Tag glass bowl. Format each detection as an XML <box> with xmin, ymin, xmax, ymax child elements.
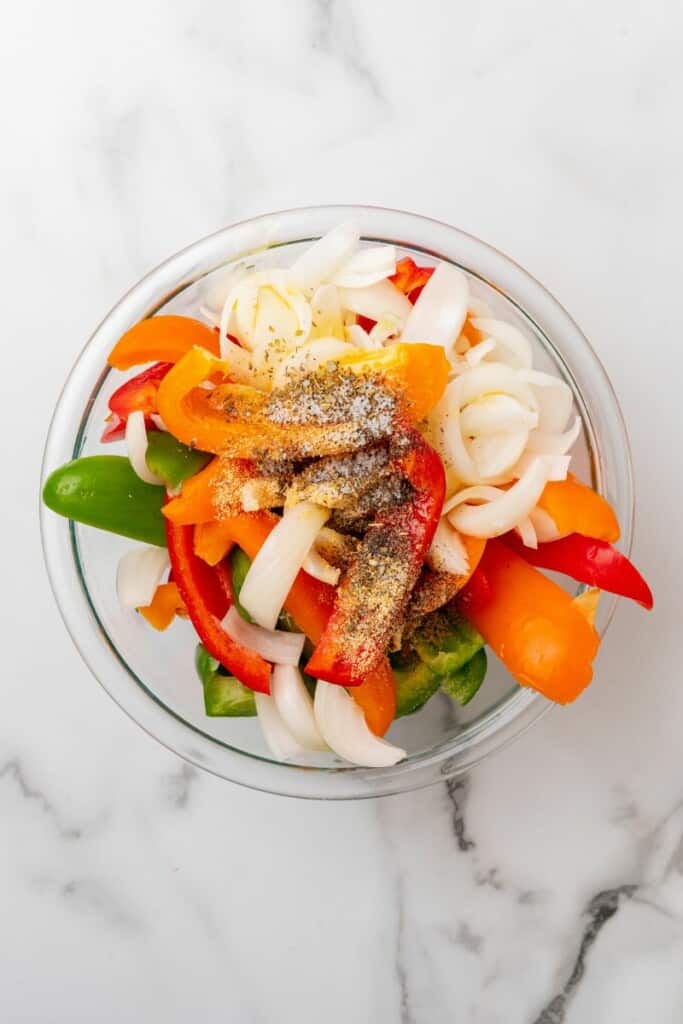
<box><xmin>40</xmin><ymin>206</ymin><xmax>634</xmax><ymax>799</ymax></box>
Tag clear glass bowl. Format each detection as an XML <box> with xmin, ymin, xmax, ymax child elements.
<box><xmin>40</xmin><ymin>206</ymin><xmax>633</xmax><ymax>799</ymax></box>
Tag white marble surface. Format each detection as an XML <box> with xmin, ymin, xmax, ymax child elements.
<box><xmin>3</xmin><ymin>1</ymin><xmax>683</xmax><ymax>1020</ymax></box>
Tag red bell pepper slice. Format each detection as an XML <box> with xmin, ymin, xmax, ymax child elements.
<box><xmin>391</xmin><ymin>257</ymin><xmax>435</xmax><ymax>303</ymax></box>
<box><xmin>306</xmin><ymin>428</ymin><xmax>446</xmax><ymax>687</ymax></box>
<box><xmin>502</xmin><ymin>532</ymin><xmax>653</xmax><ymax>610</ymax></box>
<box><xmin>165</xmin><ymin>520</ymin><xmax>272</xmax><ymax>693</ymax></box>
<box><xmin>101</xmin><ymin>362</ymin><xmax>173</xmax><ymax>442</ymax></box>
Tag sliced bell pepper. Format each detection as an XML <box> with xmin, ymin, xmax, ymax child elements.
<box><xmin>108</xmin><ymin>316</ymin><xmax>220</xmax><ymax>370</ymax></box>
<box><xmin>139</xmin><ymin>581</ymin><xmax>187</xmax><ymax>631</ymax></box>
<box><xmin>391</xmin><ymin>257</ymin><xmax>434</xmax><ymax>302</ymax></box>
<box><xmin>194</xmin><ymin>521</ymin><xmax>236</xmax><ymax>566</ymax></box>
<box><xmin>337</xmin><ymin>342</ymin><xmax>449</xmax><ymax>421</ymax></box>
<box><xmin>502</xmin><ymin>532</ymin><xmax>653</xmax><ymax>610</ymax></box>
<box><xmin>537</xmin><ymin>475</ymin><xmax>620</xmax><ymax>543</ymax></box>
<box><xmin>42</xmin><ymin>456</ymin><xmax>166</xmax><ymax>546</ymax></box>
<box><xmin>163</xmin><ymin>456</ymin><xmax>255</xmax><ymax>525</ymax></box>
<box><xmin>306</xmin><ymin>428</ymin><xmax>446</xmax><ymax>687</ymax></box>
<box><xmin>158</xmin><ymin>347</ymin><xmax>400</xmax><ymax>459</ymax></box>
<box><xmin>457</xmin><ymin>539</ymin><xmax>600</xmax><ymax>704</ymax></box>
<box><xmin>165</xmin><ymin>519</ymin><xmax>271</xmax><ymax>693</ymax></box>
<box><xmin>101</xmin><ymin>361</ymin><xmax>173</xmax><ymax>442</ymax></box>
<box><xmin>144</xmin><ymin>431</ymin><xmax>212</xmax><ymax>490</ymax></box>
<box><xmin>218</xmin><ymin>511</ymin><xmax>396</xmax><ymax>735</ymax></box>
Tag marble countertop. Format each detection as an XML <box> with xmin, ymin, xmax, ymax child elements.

◇ ◇ ◇ ◇ ◇

[Requirement] Repeat the listing exactly; do not print any picture.

[Answer box]
Tag glass bowl. Format each detection as an XML <box> with xmin, ymin, xmax, ymax child elements.
<box><xmin>40</xmin><ymin>206</ymin><xmax>634</xmax><ymax>799</ymax></box>
Tag clear glass bowl. Format each detection as an XML <box> with xmin, ymin, xmax, ymax child elements.
<box><xmin>40</xmin><ymin>206</ymin><xmax>633</xmax><ymax>799</ymax></box>
Tag white marble surface. Format each detection as an XML <box> with xmin, ymin, xmax, ymax child elements.
<box><xmin>3</xmin><ymin>1</ymin><xmax>683</xmax><ymax>1020</ymax></box>
Tag red bell pepper slice. Format each detection as an XML <box> with xmin, ymin, xmax, ymax child elements.
<box><xmin>391</xmin><ymin>257</ymin><xmax>435</xmax><ymax>303</ymax></box>
<box><xmin>306</xmin><ymin>428</ymin><xmax>446</xmax><ymax>687</ymax></box>
<box><xmin>502</xmin><ymin>532</ymin><xmax>653</xmax><ymax>610</ymax></box>
<box><xmin>165</xmin><ymin>520</ymin><xmax>272</xmax><ymax>693</ymax></box>
<box><xmin>101</xmin><ymin>362</ymin><xmax>173</xmax><ymax>442</ymax></box>
Tag sliced bell pepper. Format each detection as an XML <box> with xmin, ymin, xmax, ymax child elements.
<box><xmin>108</xmin><ymin>316</ymin><xmax>220</xmax><ymax>370</ymax></box>
<box><xmin>139</xmin><ymin>581</ymin><xmax>187</xmax><ymax>631</ymax></box>
<box><xmin>391</xmin><ymin>257</ymin><xmax>434</xmax><ymax>302</ymax></box>
<box><xmin>194</xmin><ymin>521</ymin><xmax>236</xmax><ymax>566</ymax></box>
<box><xmin>337</xmin><ymin>342</ymin><xmax>449</xmax><ymax>421</ymax></box>
<box><xmin>502</xmin><ymin>532</ymin><xmax>653</xmax><ymax>610</ymax></box>
<box><xmin>537</xmin><ymin>475</ymin><xmax>620</xmax><ymax>543</ymax></box>
<box><xmin>42</xmin><ymin>456</ymin><xmax>166</xmax><ymax>546</ymax></box>
<box><xmin>163</xmin><ymin>456</ymin><xmax>255</xmax><ymax>525</ymax></box>
<box><xmin>306</xmin><ymin>428</ymin><xmax>446</xmax><ymax>687</ymax></box>
<box><xmin>158</xmin><ymin>347</ymin><xmax>400</xmax><ymax>459</ymax></box>
<box><xmin>457</xmin><ymin>539</ymin><xmax>600</xmax><ymax>704</ymax></box>
<box><xmin>165</xmin><ymin>519</ymin><xmax>271</xmax><ymax>693</ymax></box>
<box><xmin>101</xmin><ymin>361</ymin><xmax>173</xmax><ymax>442</ymax></box>
<box><xmin>144</xmin><ymin>431</ymin><xmax>212</xmax><ymax>490</ymax></box>
<box><xmin>218</xmin><ymin>511</ymin><xmax>396</xmax><ymax>735</ymax></box>
Tag marble countertop. Format each detection as an XML <box> with xmin, ymin, xmax, ymax child elements.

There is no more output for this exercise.